• GOAL OF THE EXERCISE
Answer these from the patent passage on the stud driver and remover:
1. At what angle to the FIG. 1 view is the FIG. 2 view taken?
2. How many rolls does FIG. 11 show acting on one stud?
3. Which U.S. patent number describes the stud driver and remover used to explain the invention?

• SELECTED PASSAGE
--
BRIEF DESCRIPTION OF THE DRAWINGS
A preferred embodiment of the present invention will be described in detail
in the following description, taken in conjunction with the following
drawings in which like elements are denoted with like reference numerals,
and wherein:
FIG. 1 is a side elevation, with parts being broken away and shown in
sections, of a prior art stud driver and remover;
FIG. 2 is a similar view of the mechanism shown in FIG. 1, the FIG. 2 view
being taken at an angle of 90.degree. with reference to the view of FIG.
1;
FIGS. 3 and 4 are sections taken along the lines 3--3 and 4--4 of FIG. 1;
FIG. 5 is a schematic cross-sectional view showing the major components of
the Titan Tool ROLL-GRIP.TM. stud driver and remover with the rolls
disengaged from the main ring;
FIG. 6 is a schematic cross-sectional view showing the main components of
the Titan Tool ROLL-GRIP.TM. with the rolls engaged in the main ring;
FIG. 7 is a side view of a prior art roll;
FIG. 8 is a cross-sectional view of the relationship of the cross-sectional
area of a stud to a cross-sectional area of a roll;
FIG. 9 is a cross-sectional view showing the displacement of material in
the stud by the rolls;
FIG. 10 is a cross-sectional view showing a necked down stud in which the
rolls are unable to grasp the stud;
FIG. 11 is a cross-sectional view of five rolls acting on one stud;
FIGS. 12A and 12B are side views of two rolls used in the tool in
accordance with the present invention;
FIG. 13 is a cross-sectional view of a core showing a cam and roll for the
tool of the present invention;
FIG. 14 is a schematic view of three lines defining an arc from which a
radius for each of the cams of the present invention is determined;
FIG. 15 is a schematic view of the radius determined from the arc of FIG.
14; and
FIG. 16 is a side view of a core having rounded corner slots for the tool
in accordance with the present invention.
DETAILED DESCRIPTION OF THE PREFERRED EMBODIMENT
The invention will be described in detail with reference to the stud driver
and remover described in U.S. Pat. No. 2,069,527 to Kirkland, the
disclosure of which is hereby incorporated by reference. Further, the
invention will be described with reference to the Titan Tool ROLL-GRIP.TM.
--
• RECORDS
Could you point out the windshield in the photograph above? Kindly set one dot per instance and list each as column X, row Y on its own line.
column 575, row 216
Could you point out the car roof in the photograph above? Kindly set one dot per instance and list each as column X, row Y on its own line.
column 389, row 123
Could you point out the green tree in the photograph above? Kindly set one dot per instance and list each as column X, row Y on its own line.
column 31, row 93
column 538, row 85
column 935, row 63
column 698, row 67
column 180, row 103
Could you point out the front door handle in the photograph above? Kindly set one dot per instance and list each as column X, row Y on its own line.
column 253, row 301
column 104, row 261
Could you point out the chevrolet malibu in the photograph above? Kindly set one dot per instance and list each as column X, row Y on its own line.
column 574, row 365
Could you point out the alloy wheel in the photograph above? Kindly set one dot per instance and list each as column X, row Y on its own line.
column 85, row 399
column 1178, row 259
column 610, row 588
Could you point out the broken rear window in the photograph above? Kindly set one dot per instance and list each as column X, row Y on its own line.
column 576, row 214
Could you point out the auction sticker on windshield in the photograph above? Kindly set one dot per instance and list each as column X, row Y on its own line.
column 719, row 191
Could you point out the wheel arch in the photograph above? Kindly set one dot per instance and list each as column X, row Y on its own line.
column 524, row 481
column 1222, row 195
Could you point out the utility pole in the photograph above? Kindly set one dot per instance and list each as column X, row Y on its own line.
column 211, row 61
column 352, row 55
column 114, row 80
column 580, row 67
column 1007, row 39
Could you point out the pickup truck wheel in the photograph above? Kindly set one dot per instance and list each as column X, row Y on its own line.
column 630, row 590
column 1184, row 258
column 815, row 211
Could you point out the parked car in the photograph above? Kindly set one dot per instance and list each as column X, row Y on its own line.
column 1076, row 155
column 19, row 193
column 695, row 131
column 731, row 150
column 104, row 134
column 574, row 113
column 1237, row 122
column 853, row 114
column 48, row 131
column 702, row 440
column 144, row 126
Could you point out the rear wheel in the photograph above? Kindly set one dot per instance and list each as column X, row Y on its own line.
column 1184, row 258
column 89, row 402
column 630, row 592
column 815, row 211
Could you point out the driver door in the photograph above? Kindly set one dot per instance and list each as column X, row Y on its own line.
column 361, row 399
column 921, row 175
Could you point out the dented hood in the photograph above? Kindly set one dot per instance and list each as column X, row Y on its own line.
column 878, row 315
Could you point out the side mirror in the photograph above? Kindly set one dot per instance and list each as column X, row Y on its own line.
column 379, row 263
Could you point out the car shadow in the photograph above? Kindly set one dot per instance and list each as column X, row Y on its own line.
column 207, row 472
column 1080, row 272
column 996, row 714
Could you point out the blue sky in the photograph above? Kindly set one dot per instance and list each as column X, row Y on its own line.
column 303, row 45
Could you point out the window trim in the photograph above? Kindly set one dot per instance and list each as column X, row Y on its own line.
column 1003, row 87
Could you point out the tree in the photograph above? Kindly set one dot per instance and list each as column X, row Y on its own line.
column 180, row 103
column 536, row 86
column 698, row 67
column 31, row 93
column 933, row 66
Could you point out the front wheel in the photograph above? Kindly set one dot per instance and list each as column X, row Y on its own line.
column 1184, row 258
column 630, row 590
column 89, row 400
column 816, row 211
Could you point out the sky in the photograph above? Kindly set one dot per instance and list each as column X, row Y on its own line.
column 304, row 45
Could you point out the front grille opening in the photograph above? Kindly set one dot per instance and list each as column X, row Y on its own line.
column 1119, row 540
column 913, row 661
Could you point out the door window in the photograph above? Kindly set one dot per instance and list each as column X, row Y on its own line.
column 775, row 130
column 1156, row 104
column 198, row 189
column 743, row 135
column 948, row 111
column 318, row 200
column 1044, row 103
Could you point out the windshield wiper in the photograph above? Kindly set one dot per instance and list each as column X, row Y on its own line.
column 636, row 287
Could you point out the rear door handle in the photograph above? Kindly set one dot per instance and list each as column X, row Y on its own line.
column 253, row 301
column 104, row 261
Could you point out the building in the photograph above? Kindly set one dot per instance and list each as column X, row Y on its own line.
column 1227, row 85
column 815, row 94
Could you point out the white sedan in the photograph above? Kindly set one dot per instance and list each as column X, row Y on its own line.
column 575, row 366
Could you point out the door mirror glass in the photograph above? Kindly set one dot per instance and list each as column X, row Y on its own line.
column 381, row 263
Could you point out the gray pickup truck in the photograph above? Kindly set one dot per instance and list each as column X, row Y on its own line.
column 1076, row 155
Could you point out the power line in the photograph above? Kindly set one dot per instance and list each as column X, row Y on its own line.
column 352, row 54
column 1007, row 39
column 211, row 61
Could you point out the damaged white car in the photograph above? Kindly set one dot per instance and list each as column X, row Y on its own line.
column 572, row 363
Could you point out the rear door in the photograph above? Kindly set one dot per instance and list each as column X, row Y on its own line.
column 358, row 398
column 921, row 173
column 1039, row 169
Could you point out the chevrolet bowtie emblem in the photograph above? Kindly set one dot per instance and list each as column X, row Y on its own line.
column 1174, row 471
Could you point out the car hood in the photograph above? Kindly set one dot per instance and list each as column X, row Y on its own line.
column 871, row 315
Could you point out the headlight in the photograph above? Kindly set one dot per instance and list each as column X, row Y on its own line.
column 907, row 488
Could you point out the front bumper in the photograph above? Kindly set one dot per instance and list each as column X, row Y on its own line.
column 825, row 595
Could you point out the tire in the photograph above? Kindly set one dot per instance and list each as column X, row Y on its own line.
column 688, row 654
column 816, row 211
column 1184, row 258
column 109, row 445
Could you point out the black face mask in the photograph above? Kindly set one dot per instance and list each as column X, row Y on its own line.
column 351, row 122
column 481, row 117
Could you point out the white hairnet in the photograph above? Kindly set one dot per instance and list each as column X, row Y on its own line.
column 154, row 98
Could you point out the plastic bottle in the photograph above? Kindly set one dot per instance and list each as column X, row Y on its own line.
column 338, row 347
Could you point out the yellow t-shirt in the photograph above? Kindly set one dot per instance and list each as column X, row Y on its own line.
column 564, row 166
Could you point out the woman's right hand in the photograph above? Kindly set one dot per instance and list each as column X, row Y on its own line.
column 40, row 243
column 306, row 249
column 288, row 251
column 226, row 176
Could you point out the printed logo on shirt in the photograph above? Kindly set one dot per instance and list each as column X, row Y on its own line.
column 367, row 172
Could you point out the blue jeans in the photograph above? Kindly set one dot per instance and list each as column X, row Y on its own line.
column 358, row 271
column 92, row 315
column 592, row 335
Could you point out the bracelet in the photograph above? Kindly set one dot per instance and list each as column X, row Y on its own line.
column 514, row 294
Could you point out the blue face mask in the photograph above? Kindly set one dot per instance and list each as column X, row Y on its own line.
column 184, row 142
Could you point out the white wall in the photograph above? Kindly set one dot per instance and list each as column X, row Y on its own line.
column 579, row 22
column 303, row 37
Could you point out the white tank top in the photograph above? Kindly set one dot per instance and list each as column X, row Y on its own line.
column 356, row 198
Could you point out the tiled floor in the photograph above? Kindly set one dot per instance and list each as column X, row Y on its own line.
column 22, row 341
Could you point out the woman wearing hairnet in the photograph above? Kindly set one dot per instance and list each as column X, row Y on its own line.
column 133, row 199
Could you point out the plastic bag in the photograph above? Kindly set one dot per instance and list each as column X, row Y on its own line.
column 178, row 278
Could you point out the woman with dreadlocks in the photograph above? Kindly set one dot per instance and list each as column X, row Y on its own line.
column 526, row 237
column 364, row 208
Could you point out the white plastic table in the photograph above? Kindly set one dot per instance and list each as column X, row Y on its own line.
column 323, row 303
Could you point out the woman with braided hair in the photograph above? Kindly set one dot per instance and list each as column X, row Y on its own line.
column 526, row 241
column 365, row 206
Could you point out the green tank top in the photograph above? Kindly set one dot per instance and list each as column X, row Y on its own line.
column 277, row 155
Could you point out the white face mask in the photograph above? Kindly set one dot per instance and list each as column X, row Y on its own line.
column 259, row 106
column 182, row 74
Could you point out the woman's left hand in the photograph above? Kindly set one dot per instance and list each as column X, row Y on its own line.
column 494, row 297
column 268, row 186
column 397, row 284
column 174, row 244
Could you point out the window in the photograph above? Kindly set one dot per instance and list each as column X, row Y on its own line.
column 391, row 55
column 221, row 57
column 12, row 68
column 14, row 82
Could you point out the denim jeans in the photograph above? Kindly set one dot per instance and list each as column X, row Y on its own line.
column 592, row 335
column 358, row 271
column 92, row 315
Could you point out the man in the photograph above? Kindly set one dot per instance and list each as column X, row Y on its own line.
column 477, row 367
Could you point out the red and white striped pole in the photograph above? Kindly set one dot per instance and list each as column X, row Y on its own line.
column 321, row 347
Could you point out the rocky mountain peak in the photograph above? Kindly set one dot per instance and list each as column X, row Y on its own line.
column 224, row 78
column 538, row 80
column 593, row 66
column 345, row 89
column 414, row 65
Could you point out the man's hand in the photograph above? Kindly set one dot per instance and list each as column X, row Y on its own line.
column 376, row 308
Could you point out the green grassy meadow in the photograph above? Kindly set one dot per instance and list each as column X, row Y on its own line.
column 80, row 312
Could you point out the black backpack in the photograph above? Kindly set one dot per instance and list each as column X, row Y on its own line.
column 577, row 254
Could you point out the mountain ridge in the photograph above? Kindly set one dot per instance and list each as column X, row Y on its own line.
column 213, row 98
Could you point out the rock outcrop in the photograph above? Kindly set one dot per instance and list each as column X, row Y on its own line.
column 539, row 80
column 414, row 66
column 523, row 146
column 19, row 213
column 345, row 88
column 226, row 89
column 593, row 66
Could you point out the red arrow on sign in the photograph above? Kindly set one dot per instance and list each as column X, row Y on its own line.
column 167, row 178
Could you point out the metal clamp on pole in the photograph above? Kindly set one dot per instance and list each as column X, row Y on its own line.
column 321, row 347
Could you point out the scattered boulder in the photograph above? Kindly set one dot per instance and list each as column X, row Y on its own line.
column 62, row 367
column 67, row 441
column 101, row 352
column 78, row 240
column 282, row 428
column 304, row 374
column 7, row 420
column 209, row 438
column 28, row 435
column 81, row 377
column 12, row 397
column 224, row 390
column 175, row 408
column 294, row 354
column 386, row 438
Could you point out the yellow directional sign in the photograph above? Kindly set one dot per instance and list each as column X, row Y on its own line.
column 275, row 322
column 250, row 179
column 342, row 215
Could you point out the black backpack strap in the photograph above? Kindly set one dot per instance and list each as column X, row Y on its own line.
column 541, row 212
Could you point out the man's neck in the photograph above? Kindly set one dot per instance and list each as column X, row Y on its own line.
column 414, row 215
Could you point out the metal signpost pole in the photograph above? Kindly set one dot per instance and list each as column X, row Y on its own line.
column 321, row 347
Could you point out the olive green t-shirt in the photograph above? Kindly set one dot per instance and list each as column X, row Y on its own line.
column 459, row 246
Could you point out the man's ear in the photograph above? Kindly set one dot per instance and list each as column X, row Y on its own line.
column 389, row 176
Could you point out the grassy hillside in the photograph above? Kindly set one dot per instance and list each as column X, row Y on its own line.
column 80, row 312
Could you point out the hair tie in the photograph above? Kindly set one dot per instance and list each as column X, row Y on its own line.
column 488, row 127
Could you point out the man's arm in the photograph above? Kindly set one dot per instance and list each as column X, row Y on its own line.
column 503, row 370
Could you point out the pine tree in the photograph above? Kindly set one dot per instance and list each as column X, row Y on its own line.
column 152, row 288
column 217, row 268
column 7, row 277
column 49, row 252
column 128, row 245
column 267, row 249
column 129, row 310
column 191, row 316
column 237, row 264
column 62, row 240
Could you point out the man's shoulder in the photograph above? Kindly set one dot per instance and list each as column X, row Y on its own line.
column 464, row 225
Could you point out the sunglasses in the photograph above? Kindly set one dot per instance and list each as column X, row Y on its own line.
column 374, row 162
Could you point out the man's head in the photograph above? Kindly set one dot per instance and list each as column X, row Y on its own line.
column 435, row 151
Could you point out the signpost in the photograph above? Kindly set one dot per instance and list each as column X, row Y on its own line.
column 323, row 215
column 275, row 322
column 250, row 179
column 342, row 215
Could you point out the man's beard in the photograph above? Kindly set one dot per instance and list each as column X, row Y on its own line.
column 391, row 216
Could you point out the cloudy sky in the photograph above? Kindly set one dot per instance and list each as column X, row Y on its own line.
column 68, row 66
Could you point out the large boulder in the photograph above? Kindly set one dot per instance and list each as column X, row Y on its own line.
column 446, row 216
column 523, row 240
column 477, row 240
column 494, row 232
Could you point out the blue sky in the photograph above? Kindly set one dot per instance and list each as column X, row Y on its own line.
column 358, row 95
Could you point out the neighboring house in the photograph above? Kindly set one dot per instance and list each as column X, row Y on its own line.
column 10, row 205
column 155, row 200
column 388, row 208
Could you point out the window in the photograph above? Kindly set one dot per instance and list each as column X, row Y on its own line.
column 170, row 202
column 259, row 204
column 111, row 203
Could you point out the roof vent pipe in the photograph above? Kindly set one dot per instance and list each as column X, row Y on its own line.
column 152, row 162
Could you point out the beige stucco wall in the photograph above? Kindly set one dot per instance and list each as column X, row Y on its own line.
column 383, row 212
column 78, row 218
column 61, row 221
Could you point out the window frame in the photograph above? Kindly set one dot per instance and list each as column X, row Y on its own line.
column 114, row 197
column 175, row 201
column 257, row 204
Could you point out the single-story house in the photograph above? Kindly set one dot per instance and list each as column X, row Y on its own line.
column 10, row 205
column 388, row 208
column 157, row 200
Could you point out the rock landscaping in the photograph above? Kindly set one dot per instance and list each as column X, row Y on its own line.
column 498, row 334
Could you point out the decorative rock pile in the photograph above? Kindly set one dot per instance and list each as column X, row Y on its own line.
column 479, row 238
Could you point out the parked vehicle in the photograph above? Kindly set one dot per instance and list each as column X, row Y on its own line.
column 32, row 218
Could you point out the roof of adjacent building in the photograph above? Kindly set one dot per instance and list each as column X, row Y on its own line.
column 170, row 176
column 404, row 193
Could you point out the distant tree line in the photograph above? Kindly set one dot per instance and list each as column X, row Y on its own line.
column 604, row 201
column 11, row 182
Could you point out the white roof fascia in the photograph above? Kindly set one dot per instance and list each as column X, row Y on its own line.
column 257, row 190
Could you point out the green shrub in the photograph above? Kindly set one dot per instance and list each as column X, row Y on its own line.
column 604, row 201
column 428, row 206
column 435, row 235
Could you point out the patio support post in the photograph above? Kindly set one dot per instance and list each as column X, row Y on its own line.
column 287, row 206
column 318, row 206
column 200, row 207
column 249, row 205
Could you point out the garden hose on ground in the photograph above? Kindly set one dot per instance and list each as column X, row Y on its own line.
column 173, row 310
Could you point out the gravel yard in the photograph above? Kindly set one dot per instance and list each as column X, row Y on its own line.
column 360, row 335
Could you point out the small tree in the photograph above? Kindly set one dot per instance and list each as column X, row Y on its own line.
--
• RESPONSE TO THIS EXERCISE
1. 90 degrees.
2. Five.
3. U.S. Pat. No. 2,069,527 to Kirkland.